§ **Directions**:
Rewrite all of the data below, swapping every occurrence of "noun phrase" for "short description" and leaving everything else unchanged. Omit the pictures from your answer.

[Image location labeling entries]
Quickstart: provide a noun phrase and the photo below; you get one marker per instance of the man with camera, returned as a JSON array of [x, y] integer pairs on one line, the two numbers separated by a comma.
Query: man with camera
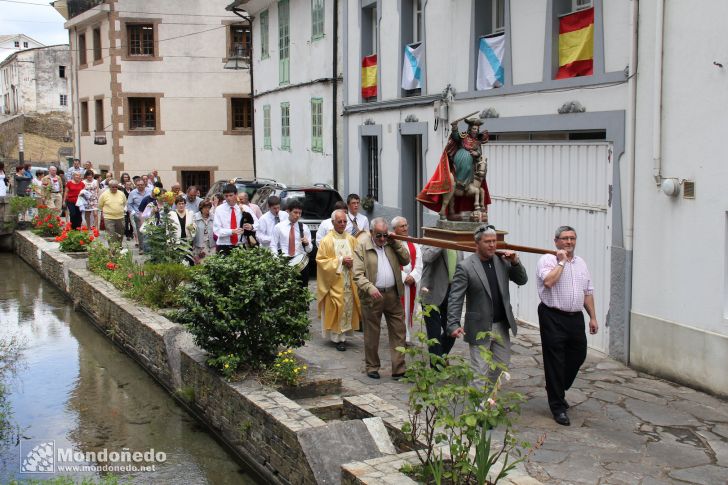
[[377, 274]]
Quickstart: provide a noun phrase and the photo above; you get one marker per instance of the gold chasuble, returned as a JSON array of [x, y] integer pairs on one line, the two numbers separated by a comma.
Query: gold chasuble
[[338, 301]]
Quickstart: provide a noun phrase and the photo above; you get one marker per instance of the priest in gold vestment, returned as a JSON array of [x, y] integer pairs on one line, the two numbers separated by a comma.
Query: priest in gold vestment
[[338, 301]]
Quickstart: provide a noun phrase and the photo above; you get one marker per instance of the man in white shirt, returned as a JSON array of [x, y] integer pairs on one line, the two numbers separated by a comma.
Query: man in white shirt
[[356, 222], [266, 224], [228, 222], [291, 237], [326, 225]]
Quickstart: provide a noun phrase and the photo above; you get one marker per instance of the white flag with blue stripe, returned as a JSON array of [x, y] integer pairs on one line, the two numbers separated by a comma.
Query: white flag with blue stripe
[[412, 66], [490, 62]]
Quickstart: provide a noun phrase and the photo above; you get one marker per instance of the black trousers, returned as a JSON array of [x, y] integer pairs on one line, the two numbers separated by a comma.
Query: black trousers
[[563, 339], [74, 214], [436, 325]]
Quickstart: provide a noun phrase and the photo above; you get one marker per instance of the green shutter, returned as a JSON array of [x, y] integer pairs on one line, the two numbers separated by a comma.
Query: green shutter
[[317, 131], [284, 42], [266, 128], [317, 19], [285, 127], [264, 35]]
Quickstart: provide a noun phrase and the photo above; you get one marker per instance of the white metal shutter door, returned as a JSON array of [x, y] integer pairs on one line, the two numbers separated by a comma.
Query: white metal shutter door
[[537, 187]]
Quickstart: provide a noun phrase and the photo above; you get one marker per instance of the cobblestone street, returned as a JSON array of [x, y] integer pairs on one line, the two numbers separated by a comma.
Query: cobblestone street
[[626, 427]]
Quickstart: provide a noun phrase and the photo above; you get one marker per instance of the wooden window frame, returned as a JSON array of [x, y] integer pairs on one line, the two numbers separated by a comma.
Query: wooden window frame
[[230, 45], [83, 116], [267, 144], [318, 21], [284, 52], [229, 108], [286, 127], [128, 131], [82, 51], [317, 125], [265, 36], [99, 119], [126, 23], [98, 53]]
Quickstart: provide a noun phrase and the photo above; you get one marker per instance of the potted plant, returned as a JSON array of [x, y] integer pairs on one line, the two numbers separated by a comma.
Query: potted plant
[[75, 242], [19, 207], [47, 224]]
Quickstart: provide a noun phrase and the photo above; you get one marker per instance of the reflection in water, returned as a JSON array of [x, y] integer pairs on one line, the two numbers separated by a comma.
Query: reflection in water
[[76, 388]]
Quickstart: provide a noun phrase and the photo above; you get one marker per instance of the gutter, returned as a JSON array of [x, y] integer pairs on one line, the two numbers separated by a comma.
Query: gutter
[[234, 9], [335, 97]]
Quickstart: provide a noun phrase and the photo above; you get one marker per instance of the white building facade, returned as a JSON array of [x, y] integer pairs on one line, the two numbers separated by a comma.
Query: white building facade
[[297, 89], [598, 152], [12, 43], [545, 169], [151, 91], [35, 81]]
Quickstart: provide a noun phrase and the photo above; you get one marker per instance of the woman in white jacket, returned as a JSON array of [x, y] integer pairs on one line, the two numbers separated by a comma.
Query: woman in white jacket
[[182, 220]]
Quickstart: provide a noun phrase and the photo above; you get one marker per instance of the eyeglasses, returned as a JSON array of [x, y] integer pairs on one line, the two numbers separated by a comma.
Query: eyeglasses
[[484, 228]]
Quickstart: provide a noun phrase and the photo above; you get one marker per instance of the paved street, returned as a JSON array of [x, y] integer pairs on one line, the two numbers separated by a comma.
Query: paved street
[[626, 427]]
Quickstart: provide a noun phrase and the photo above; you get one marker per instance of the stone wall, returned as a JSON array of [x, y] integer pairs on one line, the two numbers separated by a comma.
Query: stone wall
[[277, 437]]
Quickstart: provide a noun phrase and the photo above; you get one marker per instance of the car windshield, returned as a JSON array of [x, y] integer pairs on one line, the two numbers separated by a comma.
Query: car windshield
[[317, 204]]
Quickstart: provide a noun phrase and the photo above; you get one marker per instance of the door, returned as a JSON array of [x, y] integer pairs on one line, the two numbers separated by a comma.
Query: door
[[537, 187], [411, 180]]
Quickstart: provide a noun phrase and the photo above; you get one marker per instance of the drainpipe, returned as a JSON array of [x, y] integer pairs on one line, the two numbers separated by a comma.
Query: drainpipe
[[76, 103], [335, 96], [247, 18], [657, 91]]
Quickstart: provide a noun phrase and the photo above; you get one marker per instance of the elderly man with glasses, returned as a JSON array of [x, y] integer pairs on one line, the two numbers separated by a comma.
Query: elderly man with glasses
[[565, 288], [483, 278], [112, 205], [377, 261]]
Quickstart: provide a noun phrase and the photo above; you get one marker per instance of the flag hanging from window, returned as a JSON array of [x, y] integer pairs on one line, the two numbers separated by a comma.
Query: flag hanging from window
[[411, 66], [490, 62], [576, 44], [369, 77]]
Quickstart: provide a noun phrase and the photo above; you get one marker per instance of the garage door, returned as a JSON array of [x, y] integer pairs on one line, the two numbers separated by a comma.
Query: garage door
[[537, 187]]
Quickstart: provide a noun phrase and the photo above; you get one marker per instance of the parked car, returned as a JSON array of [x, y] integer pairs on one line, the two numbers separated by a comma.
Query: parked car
[[318, 204], [250, 186]]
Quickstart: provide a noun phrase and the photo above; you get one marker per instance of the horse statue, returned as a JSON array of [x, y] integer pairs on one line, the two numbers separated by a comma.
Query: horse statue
[[474, 189]]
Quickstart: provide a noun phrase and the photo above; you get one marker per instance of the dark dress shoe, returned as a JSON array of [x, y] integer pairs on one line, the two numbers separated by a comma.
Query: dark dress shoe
[[562, 419]]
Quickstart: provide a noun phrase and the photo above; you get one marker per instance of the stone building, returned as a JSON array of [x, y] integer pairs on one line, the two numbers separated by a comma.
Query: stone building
[[35, 80], [297, 91], [14, 43], [151, 91]]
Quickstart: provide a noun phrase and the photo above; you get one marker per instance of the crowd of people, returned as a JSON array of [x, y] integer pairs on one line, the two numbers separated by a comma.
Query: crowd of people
[[364, 272]]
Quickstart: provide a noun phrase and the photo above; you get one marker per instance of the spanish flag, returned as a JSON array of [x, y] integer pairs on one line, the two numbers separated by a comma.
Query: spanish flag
[[369, 77], [576, 44]]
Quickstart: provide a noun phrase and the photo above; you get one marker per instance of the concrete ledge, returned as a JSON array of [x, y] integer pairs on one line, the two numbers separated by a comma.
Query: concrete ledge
[[682, 354], [277, 437]]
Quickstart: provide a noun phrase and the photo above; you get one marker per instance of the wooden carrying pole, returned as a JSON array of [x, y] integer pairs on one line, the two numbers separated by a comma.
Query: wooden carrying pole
[[439, 243]]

§ **Response**:
Quickstart: provide a short description and the photo below; you get one marker per instance of the man with camera, returned as a JSON array of [x, y] integer pairs on one line, the two numbers separated by a comma.
Query: man with camera
[[377, 274]]
Quickstart: provide a short description and the photo above; you get one marker per instance of the gold chasuble, returned as a JSON array of [x, y] integer pairs on one line, the two numbers separated by a comma.
Query: gold chasuble
[[338, 301]]
Quickstart: provide a short description and the photo above; you get one marker per instance of the priest in gold vestment, returned as a JSON array of [x, y] integer pairs on one line, the two numbers separated by a comma.
Query: priest in gold vestment
[[338, 301]]
Quickstart: provide a short description and the photo above; you get one marker per instance of the man in white shirt, returned as a JSON array of [x, y] integer pairs on one line, the two numbers separated by a comma.
Query: man in white shirt
[[356, 222], [266, 224], [228, 222], [291, 237], [326, 225]]
Quickstart: provide a short description and the photo above; you get one marker per instance of the white flag with blue stripe, returned as a JSON array of [x, y] integer pairs on one line, the two numbers separated by a comma.
Query: white flag with blue stripe
[[412, 66], [490, 62]]
Quickstart: provide a short description and the photo above; you get one marker per instance of the black trousers, returned as a JSON array of [x, y] integer pairs on one line, the two numbers separated by a comma.
Query: black trousers
[[563, 339], [74, 214], [436, 325]]
Quickstart: provide a short description and the photo above; you get one marker per instance of the green shutter, returned as a JSON array of [x, y] integer pairs on one line, the two numbers separated by a comma.
Query: green shutter
[[317, 131], [284, 42], [266, 128], [317, 19], [285, 127], [264, 35]]
Quickstart: provide a short description and the photo above; you get one marker per instance of the white metal shutter door, returned as a JSON array of [x, y] integer pairs on one line, the two numbers separated by a comma.
Query: white metal shutter door
[[537, 187]]
Quickstart: provide a short description and the photo above; you get one marker per instance of the cobblestone street, returned as a JSON array of [x, y] integer pairs on one line, the two numbers separated by a comma.
Query: cobblestone street
[[626, 427]]
Quickstart: provide a short description and the photo above; you get one marker per instance of the wooden window frame, returned as a JSON array of [x, y] integer pairs on one line, the two numbers separated by a comma.
Query: wooden window frame
[[230, 45], [83, 116], [267, 144], [318, 21], [284, 52], [229, 108], [286, 127], [128, 131], [82, 51], [317, 125], [265, 36], [99, 119], [126, 23], [98, 53]]
Quickstart: provide a short description and the photo above; you get one marker per instance of the potted plant, returned as a JSON array of [x, y] integer pairs on one line, the two numbers separated by a comma.
Query: potted plant
[[75, 242], [19, 207], [47, 224]]
Quickstart: provide a short description and the photo above; you get one marker per instance of the reflection in water, returned as a JSON array of [x, y] integer pairs on one line, the two numbers separated by a comma.
Query: reflection in water
[[76, 388]]
Quickstart: provide a short description and the photo above; you get one marker per instance of the gutter, returned as a JSON array of [x, y] integer pairs on one line, the two numbers separated by a comma.
Query: gutter
[[234, 9], [335, 97]]
Quickstart: provide a short description and the photo above; you get one marker per instance of the white building facade, returned as a JSON array of [x, y] integer pairs on one line, the two numbers separated by a comma.
Query: white building facade
[[297, 89], [598, 152], [12, 43], [545, 169], [151, 91], [35, 81]]
Quickstart: provide a short description and the photo above; you get one marker per instance of the woman in white jacket, returned as a JSON array of [x, y] integer pairs on one line, the two numbers separated by a comma.
Query: woman in white jacket
[[182, 220]]
Quickstart: provide a short description and the photo above; you get one marker per instance of the eyeglasses, returned as a JSON array of [x, y] integer pairs on one line, the two numbers separated by a comma.
Query: eyeglasses
[[484, 228]]
Quickstart: provide a short description and the photo above; you get one marker per instance of the paved street, returned as a JSON array of [x, y] integer pairs on one line, the two numbers separated by a comma.
Query: paved street
[[626, 427]]
Quickstart: provide a short description and the photo above; you get one marker per instance of the stone wall, returned as a JSON array of [x, y] integer pairs on one line, the two numbers separated by a comma.
Query: stone wall
[[277, 437]]
Quickstart: provide a short description and the photo above; you get one marker per instance of the car windshield, returned as a JSON array of [x, y] integer pairs on one line, the two numbers separated by a comma.
Query: car windshield
[[317, 204]]
Quickstart: provide a short description and the photo above; you get one marker per instance of the door, returned as a JSON array of [x, y] integer pairs on one line, the two numbers separated by a comma.
Query: door
[[537, 187], [411, 180]]
Quickstart: provide a short description and the photo above; you get one marker per instance of the drainpipe, returned as a JSON array of [x, y] integer pairs on one line, the two numbers separated by a comma.
Query: drainpipe
[[76, 103], [335, 96], [247, 18], [657, 91]]
Quickstart: provide a short description and the photo above; you get one marker per instance of the elderly man with glasses, returned as a JSON array of [x, y] integer pairs on one line, the two numbers separated by a comma.
Query: elderly man with glasses
[[565, 288], [483, 278], [112, 205], [377, 261]]
Quickstart: provide a short description and the photo above; you get one marker per instance of the flag hanging from window, returned as a JSON array of [x, y] integer pairs on one line, the two numbers separated by a comma.
Query: flag hanging from window
[[411, 66], [490, 62], [576, 44], [369, 77]]
Quickstart: provide a short description and the photo above; you get one marker per instance of the garage door, returned as a JSON array of [x, y] integer pairs on one line, the two numbers separated by a comma.
Query: garage door
[[537, 187]]
Quickstart: provide a short description and the photo above; you get one marker per instance of the parked car, returned as a JSON array of [x, y] integer pairs on one line, the two numbers separated by a comma.
Query: parked car
[[318, 204], [250, 186]]
Quickstart: provide a short description and the photo above; you get one marker per instance of the horse statue, returned as a JSON array of [x, y] integer pairs on one line, the two numbers separated by a comma.
Query: horse statue
[[474, 189]]
Quickstart: provide a short description and the photo above; you get one marker per instance of the dark dress shoe, returned as a JSON array of [x, y] integer pairs on one line, the two numbers separated by a comma.
Query: dark dress shoe
[[562, 419]]
Quickstart: provide a short description and the photo above; you get one marker per instance of the stone building, returned as a JSON array of [x, y] integer pairs on one line, the two numbers separated by a comma.
Query: stone building
[[35, 80], [297, 91], [14, 43], [151, 91]]
Quickstart: provide a short description and the photo above; you get one marker per instance of the crowd of people, returned as a JSON array of [x, y] integer pairs on one line, the two numbers separated by a comma.
Query: crowd of people
[[364, 272]]
Quickstart: provide a short description and the photo above; you get one marker per instance of the spanish flag, returned as a JSON array of [x, y] integer pairs on one line, the two numbers separated by a comma.
Query: spanish flag
[[369, 77], [576, 44]]
Quickstart: provide a short description and the photo above; you get one marker per instance of the concrete ledge, returned as a JSON array of [x, y] integer pairs on one line, the two numbers separated by a comma.
Query: concrete ledge
[[682, 354], [277, 437]]
Quickstart: provide a short description and the photo above; you get one marker per instance of the wooden carrying pole, returned as a JSON array of [x, y] integer pairs on one line, the two numbers separated by a comma.
Query: wooden carrying pole
[[439, 243]]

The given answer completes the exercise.